— STATED GOAL 1 —
Answer these questions about the forum post on rotated bitboards:
(a) How many occupied bitboards does the quoted message say must be incrementally updated at every move?
(b) How many 64-bit operations does the quoted message estimate this takes?
(c) According to the reply, how many occupied square bitboards would be stored with special-purpose hardware?
— STATED GOAL 2 —
Please extend the forum post on rotated bitboards past its final sentence.

Author: Robert Hyatt
Date: 07:54:02 10/30/01
Go up one level in this thread
On October 30, 2001 at 08:30:34, Sune Fischer wrote:
>Hi
>
>I have some questions for those that use rotated bitboards.
>I've been reading up on them, and I'm concerned about the number
>of 64-bit operations required for this scheme.
>
>As far as I can tell one needs 4 occupied bitboards
>and they are to be incrementally updated at every move.
>This is at least four 64-bit operations, probably more like eight.
one will do it but you are right.... it is not free.. Unless you build
special-purpose hardware like DB's creators. Then you would just store
one occupied square bitboard and _really_ "rotate" it with three special
"access methods" as needed at no cost at all.

— Dataset excerpt —
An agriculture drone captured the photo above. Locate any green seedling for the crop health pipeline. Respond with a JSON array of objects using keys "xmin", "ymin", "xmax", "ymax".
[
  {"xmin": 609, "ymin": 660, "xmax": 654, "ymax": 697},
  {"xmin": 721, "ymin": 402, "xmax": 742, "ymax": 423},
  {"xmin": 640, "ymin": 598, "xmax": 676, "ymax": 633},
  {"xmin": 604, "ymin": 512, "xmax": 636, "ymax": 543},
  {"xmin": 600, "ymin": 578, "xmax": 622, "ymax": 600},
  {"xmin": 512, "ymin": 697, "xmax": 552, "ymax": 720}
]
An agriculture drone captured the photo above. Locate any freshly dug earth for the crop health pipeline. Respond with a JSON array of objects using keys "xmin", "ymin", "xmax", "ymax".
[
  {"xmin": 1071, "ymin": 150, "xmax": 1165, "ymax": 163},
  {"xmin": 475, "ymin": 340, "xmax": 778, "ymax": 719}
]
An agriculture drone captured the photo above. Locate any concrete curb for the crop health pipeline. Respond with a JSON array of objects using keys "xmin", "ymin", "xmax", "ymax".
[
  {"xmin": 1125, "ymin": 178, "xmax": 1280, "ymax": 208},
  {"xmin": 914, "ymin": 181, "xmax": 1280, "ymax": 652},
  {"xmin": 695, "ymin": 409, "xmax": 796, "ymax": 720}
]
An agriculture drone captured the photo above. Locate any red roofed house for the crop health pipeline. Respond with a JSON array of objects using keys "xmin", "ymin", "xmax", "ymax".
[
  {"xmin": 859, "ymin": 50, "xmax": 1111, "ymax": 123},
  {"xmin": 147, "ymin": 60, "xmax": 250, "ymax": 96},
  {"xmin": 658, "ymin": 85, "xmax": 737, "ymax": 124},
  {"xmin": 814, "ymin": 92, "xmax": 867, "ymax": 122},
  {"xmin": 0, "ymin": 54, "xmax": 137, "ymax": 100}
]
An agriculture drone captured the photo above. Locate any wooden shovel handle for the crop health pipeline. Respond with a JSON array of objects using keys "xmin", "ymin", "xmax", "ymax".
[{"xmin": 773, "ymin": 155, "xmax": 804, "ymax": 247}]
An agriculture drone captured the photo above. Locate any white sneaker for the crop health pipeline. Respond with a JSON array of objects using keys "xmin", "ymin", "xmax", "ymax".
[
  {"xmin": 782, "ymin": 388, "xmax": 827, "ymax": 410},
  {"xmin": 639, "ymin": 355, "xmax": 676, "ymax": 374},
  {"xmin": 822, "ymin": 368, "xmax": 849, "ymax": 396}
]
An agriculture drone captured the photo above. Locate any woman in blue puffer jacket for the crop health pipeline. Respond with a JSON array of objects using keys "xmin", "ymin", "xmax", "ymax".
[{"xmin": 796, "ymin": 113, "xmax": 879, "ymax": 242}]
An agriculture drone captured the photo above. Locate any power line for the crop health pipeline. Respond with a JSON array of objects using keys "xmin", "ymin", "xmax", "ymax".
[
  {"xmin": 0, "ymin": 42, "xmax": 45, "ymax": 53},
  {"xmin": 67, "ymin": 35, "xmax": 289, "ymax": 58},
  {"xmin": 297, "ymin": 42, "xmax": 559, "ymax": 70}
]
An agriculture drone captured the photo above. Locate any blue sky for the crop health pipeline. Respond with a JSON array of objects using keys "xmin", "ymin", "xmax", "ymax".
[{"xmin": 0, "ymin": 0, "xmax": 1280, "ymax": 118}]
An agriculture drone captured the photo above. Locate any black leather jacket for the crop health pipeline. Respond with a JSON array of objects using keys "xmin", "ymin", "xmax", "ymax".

— TASK RESPONSE 1 —
(a) Four.
(b) At least four, probably more like eight.
(c) One, "rotated" with three special access methods as needed.

— TASK RESPONSE 2 —
>
>This is just the pre-calculation, needed only once for all the sliding
>pieces. The rest goes something like this:
>
>BITBOARD attacks=0;
>if (BishopMover(piece)) {
> get diaga1 status (shift/AND);
> attacks|=diaga1h8_attacks[square][status];
> get diagh1 status (shift/AND);
> attacks|=diagh1a8_attacks[square][status];
>}
>if (RookMover(piece)) {
> get rank status (shift/AND);
> attacks|=rank_attacks[square][status];
> get file status (shift/AND);
> attacks|=file_attacks[square][status];
>}
>
>For a rook and bishop that is 6 operations, and for the queen
>about 12.
>
>These numbers seem to be static through out the game,
>completely independent of the position on the board (right?).
Yes...
>
>If there are many sliding pieces on the board, then the pre-calculation
>is relative cheap, but what happens if there are only e.g. 4 sliding pieces
>on the board? That is not unusual in the endgame I think.
>
>Lets look at the rook, suppose we construct an array like this:
>BITBOARD Rook[64];
>
>Rook[3]:
>00010000
>00010000
>00010000
>00010000
>00010000
>00010000
>00010000
>11101111
>
>(and so on...)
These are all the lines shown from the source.